What this task involves: Report how many lines of the items contain the string "folding", counting case as significant. Give only the number.

Input data:
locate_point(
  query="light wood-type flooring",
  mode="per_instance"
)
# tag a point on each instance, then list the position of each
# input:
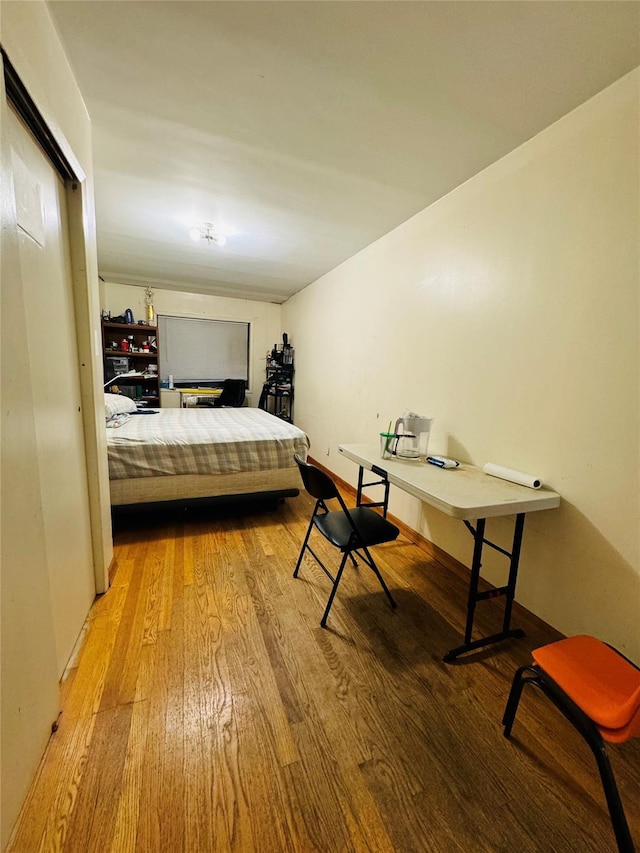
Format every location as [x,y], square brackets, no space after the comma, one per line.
[206,710]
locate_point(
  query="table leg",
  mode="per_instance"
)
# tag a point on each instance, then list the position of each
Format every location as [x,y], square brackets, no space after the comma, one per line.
[474,596]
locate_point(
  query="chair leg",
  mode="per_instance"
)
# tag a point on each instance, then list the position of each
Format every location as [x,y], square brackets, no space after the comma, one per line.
[514,699]
[334,589]
[376,571]
[614,803]
[303,549]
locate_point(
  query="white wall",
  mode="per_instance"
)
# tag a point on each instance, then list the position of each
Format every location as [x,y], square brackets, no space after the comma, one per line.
[29,670]
[263,316]
[508,311]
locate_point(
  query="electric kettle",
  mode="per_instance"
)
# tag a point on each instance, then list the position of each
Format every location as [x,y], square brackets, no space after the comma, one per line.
[412,436]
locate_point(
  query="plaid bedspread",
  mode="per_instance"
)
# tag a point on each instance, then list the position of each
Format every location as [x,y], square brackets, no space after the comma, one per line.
[202,441]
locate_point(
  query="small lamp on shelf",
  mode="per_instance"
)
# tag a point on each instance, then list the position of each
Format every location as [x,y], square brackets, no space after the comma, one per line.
[148,299]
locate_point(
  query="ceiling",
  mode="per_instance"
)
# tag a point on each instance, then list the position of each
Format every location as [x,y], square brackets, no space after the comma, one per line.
[306,129]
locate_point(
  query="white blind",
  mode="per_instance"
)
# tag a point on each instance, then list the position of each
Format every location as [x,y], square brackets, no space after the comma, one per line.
[199,351]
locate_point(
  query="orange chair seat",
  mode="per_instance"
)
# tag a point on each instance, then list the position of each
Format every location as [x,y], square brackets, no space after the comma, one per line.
[600,681]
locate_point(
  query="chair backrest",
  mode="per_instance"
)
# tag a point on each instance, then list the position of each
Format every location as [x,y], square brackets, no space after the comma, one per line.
[233,393]
[317,482]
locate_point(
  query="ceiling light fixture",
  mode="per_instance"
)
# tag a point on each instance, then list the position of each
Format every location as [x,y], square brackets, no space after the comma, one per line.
[207,232]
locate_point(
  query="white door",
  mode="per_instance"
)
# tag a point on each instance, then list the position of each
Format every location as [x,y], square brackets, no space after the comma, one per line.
[45,269]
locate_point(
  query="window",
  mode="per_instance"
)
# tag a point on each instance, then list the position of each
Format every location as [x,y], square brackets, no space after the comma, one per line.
[203,352]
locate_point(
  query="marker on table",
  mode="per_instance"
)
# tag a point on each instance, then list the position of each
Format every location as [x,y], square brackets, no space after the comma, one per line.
[442,462]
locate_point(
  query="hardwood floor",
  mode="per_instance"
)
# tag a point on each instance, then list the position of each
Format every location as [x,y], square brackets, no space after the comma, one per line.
[206,710]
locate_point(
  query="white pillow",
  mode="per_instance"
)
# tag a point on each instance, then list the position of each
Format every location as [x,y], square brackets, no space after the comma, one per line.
[116,404]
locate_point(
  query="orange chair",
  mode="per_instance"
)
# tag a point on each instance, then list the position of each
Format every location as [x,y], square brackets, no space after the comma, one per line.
[598,691]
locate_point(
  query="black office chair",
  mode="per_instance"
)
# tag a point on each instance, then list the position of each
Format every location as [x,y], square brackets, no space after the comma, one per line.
[232,394]
[353,531]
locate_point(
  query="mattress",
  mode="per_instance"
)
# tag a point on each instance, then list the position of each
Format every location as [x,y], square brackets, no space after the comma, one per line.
[202,441]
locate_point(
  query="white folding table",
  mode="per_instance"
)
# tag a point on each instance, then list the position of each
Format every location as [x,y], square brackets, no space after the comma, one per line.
[469,494]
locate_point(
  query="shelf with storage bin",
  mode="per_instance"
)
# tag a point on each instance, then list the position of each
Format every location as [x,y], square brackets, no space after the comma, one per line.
[121,358]
[279,391]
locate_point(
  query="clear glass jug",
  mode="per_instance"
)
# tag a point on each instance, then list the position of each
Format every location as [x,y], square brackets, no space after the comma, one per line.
[412,436]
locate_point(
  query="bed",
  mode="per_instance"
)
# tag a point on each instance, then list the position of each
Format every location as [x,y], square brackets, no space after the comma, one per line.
[188,454]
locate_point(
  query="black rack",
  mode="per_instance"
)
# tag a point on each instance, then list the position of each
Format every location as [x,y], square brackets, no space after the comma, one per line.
[277,391]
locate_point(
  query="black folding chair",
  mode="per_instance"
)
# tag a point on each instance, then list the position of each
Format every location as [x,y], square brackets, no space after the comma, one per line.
[352,531]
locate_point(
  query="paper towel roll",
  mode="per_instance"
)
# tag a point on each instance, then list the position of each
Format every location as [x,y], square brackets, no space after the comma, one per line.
[513,476]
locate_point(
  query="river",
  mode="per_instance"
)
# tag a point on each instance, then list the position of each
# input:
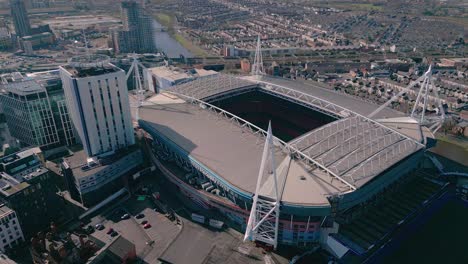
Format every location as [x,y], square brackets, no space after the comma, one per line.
[168,45]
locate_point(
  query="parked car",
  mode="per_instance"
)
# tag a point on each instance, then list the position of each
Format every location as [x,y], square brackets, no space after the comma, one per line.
[125,216]
[139,216]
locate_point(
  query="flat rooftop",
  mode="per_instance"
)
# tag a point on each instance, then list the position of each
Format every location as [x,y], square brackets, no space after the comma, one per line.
[23,88]
[89,71]
[170,73]
[4,210]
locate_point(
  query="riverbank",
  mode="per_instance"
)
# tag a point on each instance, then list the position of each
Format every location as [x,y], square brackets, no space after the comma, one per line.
[453,148]
[168,21]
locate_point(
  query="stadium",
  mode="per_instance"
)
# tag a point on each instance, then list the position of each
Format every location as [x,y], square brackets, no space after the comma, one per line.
[316,179]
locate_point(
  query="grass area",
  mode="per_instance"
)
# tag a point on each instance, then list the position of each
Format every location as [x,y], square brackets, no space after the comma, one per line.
[453,148]
[442,239]
[367,7]
[186,43]
[168,21]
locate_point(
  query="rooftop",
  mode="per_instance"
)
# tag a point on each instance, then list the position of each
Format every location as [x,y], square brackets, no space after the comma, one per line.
[79,164]
[170,73]
[4,210]
[95,70]
[230,151]
[23,88]
[233,153]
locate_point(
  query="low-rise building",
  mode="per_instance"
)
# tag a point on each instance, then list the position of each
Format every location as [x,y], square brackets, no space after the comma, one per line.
[163,77]
[39,40]
[10,229]
[30,190]
[91,180]
[58,248]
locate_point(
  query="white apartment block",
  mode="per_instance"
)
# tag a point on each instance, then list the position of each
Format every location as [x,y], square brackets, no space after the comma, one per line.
[97,98]
[10,229]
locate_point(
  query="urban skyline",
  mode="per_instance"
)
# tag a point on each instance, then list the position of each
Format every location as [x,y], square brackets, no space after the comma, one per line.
[220,131]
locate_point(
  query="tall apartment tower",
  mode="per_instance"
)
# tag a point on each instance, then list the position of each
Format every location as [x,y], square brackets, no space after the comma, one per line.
[20,18]
[97,97]
[35,109]
[137,34]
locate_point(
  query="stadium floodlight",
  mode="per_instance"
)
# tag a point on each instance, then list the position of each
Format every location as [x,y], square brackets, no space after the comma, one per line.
[140,91]
[264,214]
[257,67]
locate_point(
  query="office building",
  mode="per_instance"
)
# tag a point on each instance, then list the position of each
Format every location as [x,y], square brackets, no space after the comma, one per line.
[137,34]
[97,98]
[90,182]
[6,42]
[30,190]
[20,18]
[51,81]
[10,229]
[35,109]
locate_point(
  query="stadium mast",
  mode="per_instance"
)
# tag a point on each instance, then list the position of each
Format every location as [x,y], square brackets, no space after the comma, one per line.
[257,67]
[264,215]
[426,82]
[139,86]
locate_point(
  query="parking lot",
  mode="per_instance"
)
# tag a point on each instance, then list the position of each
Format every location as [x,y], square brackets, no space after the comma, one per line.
[149,242]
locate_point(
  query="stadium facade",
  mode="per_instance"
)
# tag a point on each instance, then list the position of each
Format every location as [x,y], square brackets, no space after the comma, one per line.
[330,156]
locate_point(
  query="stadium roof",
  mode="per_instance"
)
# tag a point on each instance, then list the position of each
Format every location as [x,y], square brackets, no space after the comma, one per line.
[354,149]
[229,151]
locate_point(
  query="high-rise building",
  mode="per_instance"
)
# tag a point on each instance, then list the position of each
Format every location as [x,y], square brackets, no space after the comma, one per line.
[137,34]
[20,18]
[35,109]
[97,98]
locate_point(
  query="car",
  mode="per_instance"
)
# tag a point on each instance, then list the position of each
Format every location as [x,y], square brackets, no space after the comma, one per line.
[139,216]
[125,216]
[89,229]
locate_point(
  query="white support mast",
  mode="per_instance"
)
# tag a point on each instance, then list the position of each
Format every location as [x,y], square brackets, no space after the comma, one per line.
[264,215]
[257,67]
[419,110]
[140,92]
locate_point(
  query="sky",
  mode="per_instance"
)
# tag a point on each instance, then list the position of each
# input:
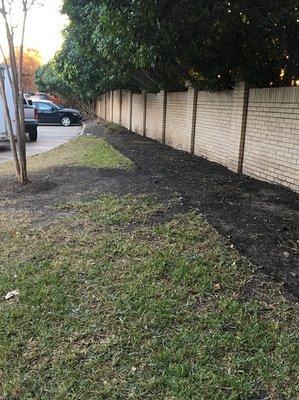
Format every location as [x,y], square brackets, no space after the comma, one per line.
[44,28]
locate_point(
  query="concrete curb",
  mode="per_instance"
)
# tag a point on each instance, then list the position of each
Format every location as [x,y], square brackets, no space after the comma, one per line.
[90,126]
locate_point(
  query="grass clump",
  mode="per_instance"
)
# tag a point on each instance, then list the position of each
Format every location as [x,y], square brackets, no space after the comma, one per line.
[83,151]
[112,127]
[113,306]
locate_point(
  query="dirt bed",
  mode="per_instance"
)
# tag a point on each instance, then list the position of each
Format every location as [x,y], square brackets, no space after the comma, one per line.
[260,219]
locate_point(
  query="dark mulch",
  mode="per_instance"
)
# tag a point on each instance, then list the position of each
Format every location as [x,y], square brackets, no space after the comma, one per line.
[261,220]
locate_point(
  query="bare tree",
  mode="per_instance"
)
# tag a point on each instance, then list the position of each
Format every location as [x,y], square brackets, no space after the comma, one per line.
[14,71]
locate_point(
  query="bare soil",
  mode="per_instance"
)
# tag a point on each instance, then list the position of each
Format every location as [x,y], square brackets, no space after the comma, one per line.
[260,219]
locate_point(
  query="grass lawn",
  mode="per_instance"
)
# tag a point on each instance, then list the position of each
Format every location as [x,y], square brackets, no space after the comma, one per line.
[115,305]
[82,151]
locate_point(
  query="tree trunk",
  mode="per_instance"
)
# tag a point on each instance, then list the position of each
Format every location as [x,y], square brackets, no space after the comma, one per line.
[9,127]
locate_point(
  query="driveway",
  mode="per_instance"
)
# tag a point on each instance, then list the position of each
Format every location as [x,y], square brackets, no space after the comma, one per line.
[48,138]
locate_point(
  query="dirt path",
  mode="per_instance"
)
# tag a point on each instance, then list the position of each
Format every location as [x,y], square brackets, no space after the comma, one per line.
[261,220]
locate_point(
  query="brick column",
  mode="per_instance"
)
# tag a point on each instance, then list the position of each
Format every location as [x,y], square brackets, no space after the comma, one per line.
[130,110]
[191,117]
[111,104]
[120,105]
[238,126]
[164,93]
[144,102]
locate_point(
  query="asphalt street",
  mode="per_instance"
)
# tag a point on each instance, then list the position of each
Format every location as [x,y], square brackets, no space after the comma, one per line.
[48,138]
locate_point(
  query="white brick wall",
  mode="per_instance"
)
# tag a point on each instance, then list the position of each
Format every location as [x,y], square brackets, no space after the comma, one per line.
[154,115]
[108,106]
[125,113]
[116,106]
[177,131]
[271,127]
[213,118]
[272,136]
[137,113]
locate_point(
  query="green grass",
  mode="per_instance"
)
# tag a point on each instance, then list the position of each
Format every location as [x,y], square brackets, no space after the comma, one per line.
[114,307]
[82,151]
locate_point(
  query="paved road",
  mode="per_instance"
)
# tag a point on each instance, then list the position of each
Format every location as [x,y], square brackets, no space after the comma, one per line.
[48,138]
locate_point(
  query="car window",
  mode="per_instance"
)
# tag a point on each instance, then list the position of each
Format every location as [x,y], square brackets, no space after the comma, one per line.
[44,106]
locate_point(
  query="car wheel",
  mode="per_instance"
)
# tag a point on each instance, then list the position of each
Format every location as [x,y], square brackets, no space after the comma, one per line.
[33,135]
[66,121]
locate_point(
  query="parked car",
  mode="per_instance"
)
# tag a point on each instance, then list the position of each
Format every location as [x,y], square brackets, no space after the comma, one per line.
[31,116]
[31,120]
[50,113]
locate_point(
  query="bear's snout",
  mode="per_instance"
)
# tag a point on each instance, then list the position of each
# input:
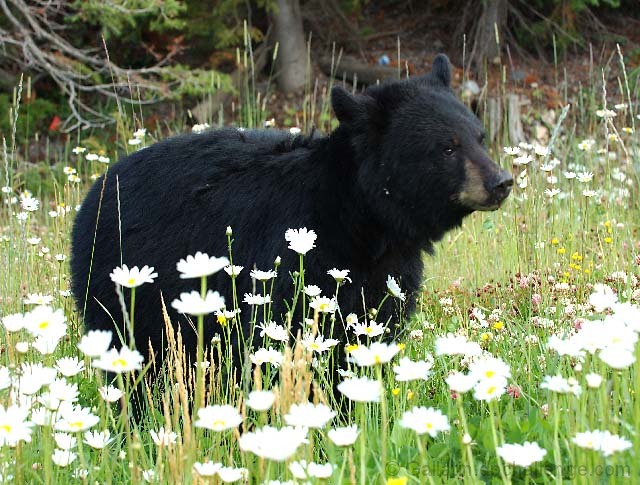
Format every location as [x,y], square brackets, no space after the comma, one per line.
[501,186]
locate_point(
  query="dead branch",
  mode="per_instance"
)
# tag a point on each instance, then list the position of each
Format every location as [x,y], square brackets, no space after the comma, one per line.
[34,43]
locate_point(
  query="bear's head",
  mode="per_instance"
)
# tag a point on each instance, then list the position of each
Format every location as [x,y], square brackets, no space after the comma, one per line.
[419,154]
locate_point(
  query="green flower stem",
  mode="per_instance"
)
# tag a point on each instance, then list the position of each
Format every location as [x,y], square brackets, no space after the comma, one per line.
[132,340]
[363,443]
[468,455]
[496,442]
[424,466]
[557,456]
[199,401]
[383,416]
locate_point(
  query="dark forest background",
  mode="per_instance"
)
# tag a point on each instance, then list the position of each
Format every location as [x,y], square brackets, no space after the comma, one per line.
[193,60]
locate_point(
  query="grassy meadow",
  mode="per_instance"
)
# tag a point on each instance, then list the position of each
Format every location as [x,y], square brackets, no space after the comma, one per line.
[521,364]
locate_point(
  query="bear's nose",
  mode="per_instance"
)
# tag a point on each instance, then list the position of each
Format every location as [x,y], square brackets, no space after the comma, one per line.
[502,186]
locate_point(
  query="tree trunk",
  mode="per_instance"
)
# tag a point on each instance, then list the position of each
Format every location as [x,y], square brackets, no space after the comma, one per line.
[486,47]
[292,46]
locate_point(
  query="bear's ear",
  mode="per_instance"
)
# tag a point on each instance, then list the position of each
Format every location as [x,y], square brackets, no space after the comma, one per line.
[441,70]
[440,75]
[349,108]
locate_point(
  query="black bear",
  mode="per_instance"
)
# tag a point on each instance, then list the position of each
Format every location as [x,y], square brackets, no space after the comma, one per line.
[405,165]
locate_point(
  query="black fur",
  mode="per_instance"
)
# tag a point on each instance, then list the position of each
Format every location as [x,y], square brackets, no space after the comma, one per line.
[378,191]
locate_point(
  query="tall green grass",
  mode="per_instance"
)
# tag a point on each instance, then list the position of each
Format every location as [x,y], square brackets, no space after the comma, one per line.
[506,280]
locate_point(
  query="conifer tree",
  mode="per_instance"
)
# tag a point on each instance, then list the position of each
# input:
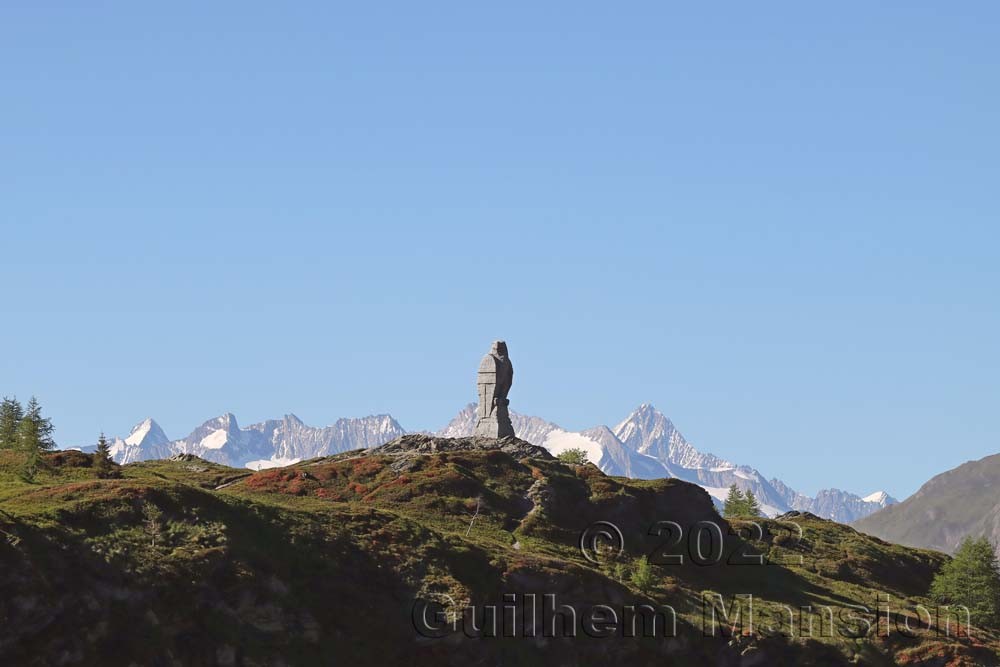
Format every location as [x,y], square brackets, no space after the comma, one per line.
[750,505]
[735,503]
[104,465]
[34,430]
[971,578]
[11,414]
[34,436]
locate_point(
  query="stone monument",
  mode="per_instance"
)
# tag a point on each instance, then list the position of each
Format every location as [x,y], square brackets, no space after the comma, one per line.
[496,374]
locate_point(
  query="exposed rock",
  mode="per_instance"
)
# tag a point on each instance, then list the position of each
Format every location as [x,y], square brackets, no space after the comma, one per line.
[419,443]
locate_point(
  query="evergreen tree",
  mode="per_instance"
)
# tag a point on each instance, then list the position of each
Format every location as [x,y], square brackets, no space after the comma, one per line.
[573,455]
[104,465]
[30,466]
[971,578]
[750,505]
[735,503]
[34,430]
[11,414]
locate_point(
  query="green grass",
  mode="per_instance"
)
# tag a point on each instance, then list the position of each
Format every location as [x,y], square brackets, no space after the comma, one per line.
[321,562]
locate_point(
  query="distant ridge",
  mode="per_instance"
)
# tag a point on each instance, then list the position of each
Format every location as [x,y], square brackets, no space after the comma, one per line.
[644,445]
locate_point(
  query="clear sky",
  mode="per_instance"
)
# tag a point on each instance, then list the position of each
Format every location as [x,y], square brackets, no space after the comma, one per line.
[777,222]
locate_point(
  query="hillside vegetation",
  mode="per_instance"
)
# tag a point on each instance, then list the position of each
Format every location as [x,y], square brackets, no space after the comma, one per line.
[184,562]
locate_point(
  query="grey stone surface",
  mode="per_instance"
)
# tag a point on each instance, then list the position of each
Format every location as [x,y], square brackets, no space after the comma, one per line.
[420,443]
[496,374]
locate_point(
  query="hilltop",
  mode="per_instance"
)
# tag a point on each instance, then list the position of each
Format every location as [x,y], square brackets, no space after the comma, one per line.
[644,445]
[192,562]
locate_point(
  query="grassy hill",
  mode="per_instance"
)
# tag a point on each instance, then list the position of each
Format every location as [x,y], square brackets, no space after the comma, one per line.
[326,562]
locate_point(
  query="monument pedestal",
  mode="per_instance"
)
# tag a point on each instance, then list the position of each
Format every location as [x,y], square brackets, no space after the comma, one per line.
[497,423]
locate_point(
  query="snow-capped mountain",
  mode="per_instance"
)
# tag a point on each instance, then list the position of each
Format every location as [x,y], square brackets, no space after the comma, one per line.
[647,445]
[146,440]
[644,445]
[275,442]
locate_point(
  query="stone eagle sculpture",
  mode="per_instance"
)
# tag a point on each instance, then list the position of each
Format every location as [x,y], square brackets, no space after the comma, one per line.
[493,381]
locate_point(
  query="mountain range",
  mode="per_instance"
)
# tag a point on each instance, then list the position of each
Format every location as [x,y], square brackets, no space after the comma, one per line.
[645,445]
[961,502]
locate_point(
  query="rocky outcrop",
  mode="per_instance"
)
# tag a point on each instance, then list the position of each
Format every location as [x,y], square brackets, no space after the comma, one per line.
[419,443]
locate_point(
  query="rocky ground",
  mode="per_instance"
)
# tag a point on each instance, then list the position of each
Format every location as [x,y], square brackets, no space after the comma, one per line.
[186,562]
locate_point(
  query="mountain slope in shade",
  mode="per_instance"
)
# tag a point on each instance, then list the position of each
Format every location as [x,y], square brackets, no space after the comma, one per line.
[266,444]
[647,445]
[962,502]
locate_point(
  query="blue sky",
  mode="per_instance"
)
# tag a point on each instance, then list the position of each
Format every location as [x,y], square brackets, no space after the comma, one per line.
[778,223]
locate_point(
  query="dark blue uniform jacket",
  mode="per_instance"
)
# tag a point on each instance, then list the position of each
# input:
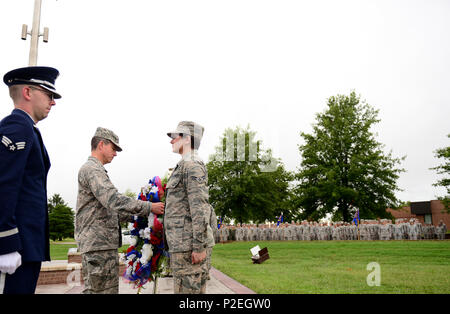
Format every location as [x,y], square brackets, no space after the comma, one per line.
[24,164]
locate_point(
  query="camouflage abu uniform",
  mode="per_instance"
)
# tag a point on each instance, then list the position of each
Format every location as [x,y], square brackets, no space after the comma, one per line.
[97,225]
[187,220]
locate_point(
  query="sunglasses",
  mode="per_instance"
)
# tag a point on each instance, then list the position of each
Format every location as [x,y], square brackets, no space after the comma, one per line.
[50,95]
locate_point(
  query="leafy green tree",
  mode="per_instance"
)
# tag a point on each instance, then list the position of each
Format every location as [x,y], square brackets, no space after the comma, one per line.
[61,219]
[343,167]
[245,182]
[444,169]
[55,200]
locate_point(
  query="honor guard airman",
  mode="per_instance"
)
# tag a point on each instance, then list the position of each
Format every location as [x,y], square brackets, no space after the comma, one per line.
[99,204]
[24,232]
[188,234]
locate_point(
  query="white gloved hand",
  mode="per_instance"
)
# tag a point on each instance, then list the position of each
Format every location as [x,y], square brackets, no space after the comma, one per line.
[10,262]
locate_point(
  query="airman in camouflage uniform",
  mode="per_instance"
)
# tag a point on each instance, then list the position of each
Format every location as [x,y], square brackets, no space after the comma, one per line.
[188,234]
[99,204]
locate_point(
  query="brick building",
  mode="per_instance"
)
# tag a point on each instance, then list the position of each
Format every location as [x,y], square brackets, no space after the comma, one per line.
[429,212]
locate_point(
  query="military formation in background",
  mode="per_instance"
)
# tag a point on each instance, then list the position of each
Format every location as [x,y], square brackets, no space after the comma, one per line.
[384,229]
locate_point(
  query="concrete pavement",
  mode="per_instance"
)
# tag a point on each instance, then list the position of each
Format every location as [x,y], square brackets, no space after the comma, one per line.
[218,284]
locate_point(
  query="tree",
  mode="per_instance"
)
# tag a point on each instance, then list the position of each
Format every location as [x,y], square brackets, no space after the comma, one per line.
[245,182]
[445,170]
[61,219]
[343,167]
[55,200]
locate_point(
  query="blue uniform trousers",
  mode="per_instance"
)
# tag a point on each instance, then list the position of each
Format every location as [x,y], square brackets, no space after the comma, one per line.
[23,281]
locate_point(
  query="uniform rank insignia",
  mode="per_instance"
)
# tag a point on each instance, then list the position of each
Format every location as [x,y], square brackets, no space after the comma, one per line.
[12,146]
[199,179]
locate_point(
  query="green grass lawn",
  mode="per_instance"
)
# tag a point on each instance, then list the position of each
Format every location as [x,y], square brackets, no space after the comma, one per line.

Answer for the task: 2